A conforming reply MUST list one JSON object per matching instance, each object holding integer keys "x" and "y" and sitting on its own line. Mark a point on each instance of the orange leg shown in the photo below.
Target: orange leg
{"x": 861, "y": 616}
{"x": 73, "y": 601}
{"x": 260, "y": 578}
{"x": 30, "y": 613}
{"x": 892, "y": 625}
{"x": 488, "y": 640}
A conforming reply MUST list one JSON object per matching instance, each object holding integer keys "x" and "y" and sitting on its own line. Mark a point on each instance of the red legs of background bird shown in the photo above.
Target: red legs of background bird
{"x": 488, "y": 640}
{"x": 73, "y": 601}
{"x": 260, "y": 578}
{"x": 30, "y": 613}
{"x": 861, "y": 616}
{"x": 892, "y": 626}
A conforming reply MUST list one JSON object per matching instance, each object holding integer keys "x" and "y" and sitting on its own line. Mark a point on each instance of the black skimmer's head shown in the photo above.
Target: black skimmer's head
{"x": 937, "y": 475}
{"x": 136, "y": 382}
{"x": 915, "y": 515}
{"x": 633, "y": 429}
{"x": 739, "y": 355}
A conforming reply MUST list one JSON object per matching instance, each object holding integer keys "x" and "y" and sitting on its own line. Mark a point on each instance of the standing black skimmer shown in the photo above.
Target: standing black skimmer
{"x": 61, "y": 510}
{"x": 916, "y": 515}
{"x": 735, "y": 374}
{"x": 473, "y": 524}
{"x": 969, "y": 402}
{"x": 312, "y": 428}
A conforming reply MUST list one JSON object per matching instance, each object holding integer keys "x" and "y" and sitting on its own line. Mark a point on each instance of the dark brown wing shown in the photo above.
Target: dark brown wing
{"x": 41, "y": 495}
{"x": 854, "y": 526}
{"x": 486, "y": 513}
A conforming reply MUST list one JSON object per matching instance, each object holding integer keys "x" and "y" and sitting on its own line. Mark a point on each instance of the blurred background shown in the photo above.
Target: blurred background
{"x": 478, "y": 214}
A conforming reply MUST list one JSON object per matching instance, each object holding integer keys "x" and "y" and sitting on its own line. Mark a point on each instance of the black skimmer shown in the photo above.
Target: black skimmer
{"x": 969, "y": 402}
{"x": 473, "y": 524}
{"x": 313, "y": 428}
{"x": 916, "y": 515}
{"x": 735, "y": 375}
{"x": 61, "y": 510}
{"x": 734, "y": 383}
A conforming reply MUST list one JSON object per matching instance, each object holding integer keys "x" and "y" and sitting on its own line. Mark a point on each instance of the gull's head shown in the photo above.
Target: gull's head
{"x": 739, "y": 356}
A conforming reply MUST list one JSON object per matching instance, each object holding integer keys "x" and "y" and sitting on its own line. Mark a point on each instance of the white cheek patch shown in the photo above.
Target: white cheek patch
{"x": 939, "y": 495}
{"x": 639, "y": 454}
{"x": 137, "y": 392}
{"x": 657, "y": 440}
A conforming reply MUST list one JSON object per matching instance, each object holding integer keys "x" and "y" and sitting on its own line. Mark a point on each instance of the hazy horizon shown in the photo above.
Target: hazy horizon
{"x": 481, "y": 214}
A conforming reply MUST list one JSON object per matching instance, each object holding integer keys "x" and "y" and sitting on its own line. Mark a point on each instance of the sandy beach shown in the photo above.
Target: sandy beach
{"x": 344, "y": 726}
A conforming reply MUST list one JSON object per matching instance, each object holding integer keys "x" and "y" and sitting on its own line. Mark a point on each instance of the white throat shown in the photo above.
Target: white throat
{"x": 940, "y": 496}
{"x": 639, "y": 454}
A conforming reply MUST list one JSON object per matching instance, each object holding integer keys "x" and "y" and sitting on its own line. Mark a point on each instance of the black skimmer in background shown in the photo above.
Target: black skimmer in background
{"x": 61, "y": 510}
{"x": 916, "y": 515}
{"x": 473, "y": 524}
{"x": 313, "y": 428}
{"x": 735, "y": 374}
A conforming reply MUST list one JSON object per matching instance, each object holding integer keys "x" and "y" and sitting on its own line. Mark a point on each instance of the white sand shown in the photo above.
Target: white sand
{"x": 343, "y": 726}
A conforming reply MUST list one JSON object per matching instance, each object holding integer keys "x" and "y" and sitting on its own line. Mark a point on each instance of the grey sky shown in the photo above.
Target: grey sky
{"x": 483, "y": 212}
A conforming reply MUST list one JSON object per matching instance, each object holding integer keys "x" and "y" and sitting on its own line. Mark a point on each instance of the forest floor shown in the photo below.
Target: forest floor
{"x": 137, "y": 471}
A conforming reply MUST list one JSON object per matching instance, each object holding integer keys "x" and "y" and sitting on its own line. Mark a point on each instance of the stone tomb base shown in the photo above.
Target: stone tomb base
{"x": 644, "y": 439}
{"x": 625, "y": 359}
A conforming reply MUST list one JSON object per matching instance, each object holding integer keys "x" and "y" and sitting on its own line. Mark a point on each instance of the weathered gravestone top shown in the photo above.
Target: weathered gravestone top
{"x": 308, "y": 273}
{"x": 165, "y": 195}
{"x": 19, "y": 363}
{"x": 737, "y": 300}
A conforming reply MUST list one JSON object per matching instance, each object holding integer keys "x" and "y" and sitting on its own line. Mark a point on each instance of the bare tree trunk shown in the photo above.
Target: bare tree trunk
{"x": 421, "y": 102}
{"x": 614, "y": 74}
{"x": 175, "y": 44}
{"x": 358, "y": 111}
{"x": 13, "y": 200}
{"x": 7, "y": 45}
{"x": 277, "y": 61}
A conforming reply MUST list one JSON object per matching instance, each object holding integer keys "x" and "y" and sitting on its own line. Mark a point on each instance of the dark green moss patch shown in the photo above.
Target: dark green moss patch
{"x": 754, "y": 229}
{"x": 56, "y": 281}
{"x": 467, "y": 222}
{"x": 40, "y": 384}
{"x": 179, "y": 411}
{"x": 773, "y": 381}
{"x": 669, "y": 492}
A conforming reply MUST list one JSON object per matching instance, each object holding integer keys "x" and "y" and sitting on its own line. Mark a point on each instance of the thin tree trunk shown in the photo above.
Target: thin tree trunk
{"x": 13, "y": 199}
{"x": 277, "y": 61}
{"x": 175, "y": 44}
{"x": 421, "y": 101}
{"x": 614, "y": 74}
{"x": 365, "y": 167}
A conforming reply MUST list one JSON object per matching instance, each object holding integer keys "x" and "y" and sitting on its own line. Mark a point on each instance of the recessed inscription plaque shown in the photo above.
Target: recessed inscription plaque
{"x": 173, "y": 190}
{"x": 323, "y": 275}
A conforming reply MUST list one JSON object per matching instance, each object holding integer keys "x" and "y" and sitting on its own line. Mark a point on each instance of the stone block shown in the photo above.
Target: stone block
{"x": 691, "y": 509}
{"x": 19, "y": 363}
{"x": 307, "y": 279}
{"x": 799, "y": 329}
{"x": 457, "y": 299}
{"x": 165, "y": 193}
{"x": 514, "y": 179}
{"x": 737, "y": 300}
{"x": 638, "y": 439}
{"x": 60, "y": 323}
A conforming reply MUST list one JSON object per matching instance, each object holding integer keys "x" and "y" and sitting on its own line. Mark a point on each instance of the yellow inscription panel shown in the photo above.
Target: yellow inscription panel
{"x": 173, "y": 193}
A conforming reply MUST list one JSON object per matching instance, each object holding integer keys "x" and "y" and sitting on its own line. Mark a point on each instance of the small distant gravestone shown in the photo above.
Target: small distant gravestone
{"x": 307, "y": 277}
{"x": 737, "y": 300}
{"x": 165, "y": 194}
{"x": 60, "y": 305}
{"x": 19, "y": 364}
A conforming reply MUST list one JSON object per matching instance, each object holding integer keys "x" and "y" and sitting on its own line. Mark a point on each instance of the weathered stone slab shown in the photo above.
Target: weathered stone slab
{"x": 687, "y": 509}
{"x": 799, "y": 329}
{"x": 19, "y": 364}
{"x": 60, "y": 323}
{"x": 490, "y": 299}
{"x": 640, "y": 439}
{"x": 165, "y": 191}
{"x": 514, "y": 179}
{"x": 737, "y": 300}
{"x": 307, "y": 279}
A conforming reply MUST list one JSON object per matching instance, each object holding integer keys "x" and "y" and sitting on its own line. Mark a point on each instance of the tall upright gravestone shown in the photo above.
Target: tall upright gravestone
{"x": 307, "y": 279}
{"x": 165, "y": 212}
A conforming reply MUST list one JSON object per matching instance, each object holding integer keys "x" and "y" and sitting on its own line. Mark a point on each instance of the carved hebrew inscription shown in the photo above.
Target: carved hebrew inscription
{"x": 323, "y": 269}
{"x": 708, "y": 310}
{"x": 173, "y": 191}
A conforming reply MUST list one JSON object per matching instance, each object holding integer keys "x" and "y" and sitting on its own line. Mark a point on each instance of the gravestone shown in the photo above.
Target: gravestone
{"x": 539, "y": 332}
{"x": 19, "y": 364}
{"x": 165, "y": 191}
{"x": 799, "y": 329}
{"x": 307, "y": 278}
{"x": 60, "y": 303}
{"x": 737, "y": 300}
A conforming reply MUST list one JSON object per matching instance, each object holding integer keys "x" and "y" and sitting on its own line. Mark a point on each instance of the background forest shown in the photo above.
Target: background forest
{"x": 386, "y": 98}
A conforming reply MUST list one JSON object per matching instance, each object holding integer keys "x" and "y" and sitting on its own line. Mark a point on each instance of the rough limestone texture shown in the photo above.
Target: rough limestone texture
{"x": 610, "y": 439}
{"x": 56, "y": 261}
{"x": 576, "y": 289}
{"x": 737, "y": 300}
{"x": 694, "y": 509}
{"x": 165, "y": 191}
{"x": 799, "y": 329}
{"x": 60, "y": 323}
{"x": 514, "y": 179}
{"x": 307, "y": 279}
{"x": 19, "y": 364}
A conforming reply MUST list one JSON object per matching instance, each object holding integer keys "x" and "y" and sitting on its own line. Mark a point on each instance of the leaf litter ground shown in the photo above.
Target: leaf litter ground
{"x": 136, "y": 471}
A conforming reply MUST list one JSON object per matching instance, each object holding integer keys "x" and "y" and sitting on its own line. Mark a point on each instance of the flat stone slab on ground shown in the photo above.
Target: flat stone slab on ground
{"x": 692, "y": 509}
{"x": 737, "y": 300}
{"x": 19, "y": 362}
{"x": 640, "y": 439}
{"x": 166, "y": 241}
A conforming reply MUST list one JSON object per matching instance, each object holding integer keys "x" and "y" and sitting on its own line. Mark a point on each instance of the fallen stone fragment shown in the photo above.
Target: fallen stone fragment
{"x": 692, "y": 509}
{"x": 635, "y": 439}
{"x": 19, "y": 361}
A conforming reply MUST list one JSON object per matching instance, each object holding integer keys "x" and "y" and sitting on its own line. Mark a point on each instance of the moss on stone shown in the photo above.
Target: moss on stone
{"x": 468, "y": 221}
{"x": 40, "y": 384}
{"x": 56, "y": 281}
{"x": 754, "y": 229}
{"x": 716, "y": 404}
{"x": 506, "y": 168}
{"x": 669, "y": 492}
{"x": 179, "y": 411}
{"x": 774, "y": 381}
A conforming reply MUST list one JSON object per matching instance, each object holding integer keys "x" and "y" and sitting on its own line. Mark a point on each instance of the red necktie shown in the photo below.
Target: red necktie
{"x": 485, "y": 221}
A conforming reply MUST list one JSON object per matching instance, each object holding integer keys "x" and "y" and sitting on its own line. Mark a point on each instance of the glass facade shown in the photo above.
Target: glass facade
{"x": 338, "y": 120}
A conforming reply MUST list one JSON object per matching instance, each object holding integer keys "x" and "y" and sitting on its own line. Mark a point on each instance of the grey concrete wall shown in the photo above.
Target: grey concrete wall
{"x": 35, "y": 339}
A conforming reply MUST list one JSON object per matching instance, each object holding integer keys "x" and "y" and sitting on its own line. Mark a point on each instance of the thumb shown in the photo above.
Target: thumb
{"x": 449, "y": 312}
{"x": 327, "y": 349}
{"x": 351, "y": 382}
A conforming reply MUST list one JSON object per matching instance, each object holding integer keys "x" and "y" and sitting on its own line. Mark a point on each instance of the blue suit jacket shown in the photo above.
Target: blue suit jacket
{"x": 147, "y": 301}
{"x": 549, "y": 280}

===

— TASK TO CARRY OUT —
Write out again, unchanged, every line from the line containing "thumb shown in the photo above." to the final line of the material above.

— ANSWER BELOW —
A conforming reply MUST list one JSON object per matching instance, each object holding integer keys "x" and "y" and sitting on its own line. Mark a point on each instance of the thumb shown in the photo above.
Target: thumb
{"x": 449, "y": 312}
{"x": 327, "y": 349}
{"x": 351, "y": 382}
A conforming reply MUST list one JSON object per matching instance, each object holding integer keys "x" and "y" and sitting on its own line. Mark a point on each instance of the blue suit jacket shown in the photo above.
Target: blue suit jacket
{"x": 147, "y": 301}
{"x": 549, "y": 280}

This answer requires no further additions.